Given text —
A key focus of McCorriston (Reference McCorriston2014) and Lloyd, McCorriston, and Morgan (Reference Lloyd, McCorriston, Morgan and McCorriston2015) is how competition in the agricultural and food marketing chain might affect transmission of changes in upstream agricultural commodity prices through to final consumer prices. Following McCorriston (Reference McCorriston2002), assume an aggregate food processing/retailing sector producing a homogeneous good with firms setting output to maximize profits. Transmission of a change in the price of a raw agricultural commodity will be conditioned on two variables: change in the aggregate markup of the oligopolistic processing/retailing sector and the change in their costs. If the aggregate markup is zero, the extent of price transmission will depend only on the change in costs, the share of those costs in processing/retailing cost function, and the nature of the processing/retailing technology. If the markup is positive, market power will influence the degree of price transmission, the extent being dependent on how the aggregate markup adjusts to the change in costs and the nature of the demand function. Specifically, if the demand function is not too convex, there will be undershifting of the change in price of the raw agricultural commodity through to the retail price—that is, there is less than perfect pass-through, the food processing/retailing sector absorbing some of the increase in costs.

This undershifting result is well known from both the public and international economics literature, and several studies have found empirical evidence for it (Dutch coffee industry: Bettendorf and Verboven, Reference Bettendorf and Verboven2000; European cigarette industry: Delipalla and O'Donnell, Reference Delipalla and O'Donnell2001; global branded beer industry: Hellerstein, Reference Hellerstein2008; U.S. coffee sector: Nakamura and Zerom, Reference Nakamura and Zerom2010). However, it should be noted that the undershifting result can be overturned either if demand for a single product is sufficiently convex (Anderson, de Palma, and Kreider, Reference Anderson, de Palma and Kreider2001; Stern, Reference Stern1987) or if there are multiple products being sold by the processor/retailer stage (Hamilton, Reference Hamilton2009). The latter result occurs when the downstream sector responds to an increase in inputs costs by placing fewer retail products on the market, thereby lessening retail competition, resulting in overshifting of the input cost increase, a result confirmed empirically for the U.S. breakfast cereal market by Richards and Hamilton (Reference Richards and Hamilton2015), using a variation of the Berry, Levinsohn, and Pakes (Reference Berry, Levinsohn and Pakes1995)/Nevo (Reference Nevo2001) methodology.

The simple model also ignores two questions that matter in the current context: How is price transmission affected by the presence of buyer power in the agricultural and food marketing system, and is price transmission affected by its vertical market structure? In terms of the former, Weldegebriel (Reference Weldegebriel2004) has shown that if the food processing/retailing sector is assumed to have monopsony/oligopsony power over upstream suppliers of the agricultural commodity, the extent of price transmission also depends on the extent to which the markdown of the input price changes, as well as the nature of the input supply function. Specifically, if the markdown increases following the change in input prices, this will offset any tendency for the markup at retail to narrow, and as a result, it may be quite difficult to be precise about whether it is buyer or seller power that is driving the extent of price transmission.

Extracted data —
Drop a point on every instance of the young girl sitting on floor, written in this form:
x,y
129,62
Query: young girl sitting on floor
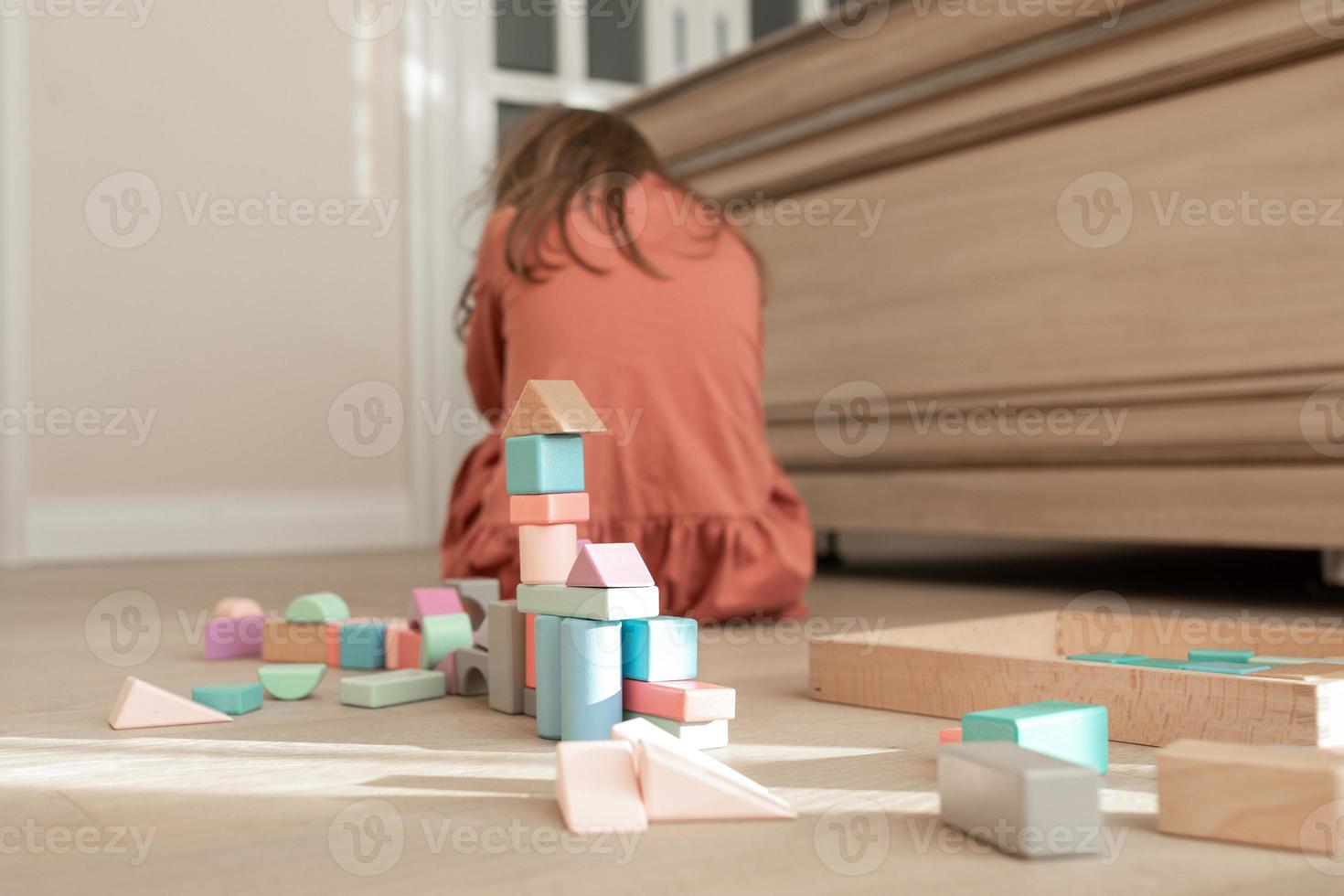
x,y
597,266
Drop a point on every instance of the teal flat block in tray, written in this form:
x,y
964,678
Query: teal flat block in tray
x,y
543,464
1075,732
363,645
233,700
660,649
392,688
1115,658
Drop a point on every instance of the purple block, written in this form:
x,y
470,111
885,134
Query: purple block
x,y
234,637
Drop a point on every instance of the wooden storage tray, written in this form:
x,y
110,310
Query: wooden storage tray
x,y
952,667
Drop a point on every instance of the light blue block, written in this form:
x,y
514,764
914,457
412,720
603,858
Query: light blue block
x,y
548,653
543,464
660,649
363,645
591,678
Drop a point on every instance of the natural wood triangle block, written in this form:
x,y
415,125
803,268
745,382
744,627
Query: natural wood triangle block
x,y
551,407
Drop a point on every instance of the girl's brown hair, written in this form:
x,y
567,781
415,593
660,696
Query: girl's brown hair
x,y
557,155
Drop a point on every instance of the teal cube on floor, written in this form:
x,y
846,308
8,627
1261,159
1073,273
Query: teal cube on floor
x,y
1075,732
543,464
363,645
233,700
660,649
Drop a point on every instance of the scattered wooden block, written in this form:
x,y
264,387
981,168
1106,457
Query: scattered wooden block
x,y
589,603
543,464
292,681
1020,801
144,706
609,566
229,699
680,700
392,688
597,789
1072,731
546,552
549,407
1284,797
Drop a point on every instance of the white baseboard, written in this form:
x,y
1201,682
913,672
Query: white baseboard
x,y
219,524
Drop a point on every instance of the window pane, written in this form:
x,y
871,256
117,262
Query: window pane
x,y
615,40
525,34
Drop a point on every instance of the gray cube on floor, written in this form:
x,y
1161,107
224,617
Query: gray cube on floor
x,y
507,663
1019,801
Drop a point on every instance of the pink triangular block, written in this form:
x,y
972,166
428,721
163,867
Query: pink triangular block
x,y
143,706
609,566
680,784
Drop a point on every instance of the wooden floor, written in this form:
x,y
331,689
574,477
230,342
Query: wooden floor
x,y
451,797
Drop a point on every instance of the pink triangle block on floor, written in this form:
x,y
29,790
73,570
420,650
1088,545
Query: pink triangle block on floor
x,y
143,706
609,566
595,787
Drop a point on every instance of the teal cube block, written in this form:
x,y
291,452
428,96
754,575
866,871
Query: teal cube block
x,y
233,700
1075,732
660,649
543,464
363,645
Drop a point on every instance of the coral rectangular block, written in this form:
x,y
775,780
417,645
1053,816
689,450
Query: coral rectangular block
x,y
543,464
549,509
546,552
1072,731
660,649
680,700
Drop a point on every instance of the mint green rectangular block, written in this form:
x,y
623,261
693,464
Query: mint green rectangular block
x,y
392,688
1075,732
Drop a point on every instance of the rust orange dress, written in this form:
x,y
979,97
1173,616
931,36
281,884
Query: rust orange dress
x,y
674,367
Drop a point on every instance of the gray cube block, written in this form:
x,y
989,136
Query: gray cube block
x,y
1019,801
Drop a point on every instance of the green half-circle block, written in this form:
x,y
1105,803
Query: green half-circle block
x,y
291,680
317,607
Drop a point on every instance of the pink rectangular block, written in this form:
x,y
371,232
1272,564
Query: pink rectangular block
x,y
549,509
546,552
680,700
230,637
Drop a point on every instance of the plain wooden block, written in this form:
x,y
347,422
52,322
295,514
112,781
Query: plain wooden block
x,y
546,552
1266,795
507,656
549,407
595,787
1020,801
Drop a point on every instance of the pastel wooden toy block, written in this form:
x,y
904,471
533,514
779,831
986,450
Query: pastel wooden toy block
x,y
292,681
680,700
597,789
660,649
543,464
294,641
546,552
506,657
698,735
549,677
1020,801
228,637
1284,797
233,700
549,509
1072,731
591,678
317,607
144,706
549,407
609,566
392,688
589,603
441,635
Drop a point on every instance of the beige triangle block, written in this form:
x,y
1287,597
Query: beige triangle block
x,y
143,706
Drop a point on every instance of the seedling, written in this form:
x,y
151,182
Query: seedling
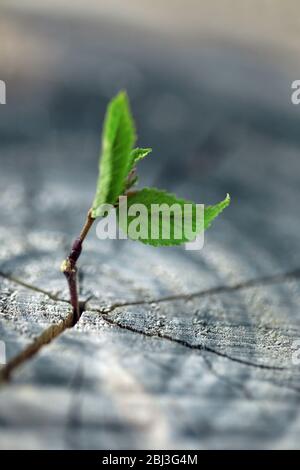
x,y
117,176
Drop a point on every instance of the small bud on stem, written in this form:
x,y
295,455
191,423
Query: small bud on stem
x,y
68,266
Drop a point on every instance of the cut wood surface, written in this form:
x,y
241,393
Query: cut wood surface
x,y
174,348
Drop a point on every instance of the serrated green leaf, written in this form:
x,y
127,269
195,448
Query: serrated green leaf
x,y
118,138
138,154
149,196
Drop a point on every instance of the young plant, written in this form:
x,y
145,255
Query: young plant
x,y
117,175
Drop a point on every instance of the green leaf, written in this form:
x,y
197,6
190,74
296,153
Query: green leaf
x,y
211,212
118,138
176,235
138,154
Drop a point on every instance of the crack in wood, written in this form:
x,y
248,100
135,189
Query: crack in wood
x,y
54,331
46,337
263,281
198,347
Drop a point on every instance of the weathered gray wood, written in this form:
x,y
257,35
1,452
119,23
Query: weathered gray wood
x,y
174,349
28,319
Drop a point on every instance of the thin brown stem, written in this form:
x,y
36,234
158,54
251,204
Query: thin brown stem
x,y
86,228
69,267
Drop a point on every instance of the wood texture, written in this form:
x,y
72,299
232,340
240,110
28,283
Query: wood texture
x,y
174,349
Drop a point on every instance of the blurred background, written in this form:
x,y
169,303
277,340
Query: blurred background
x,y
210,88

Set exercise — In the passage on food price transmission, which market did Richards and Hamilton use to confirm overshifting empirically?

Exercise solution — The U.S. breakfast cereal market.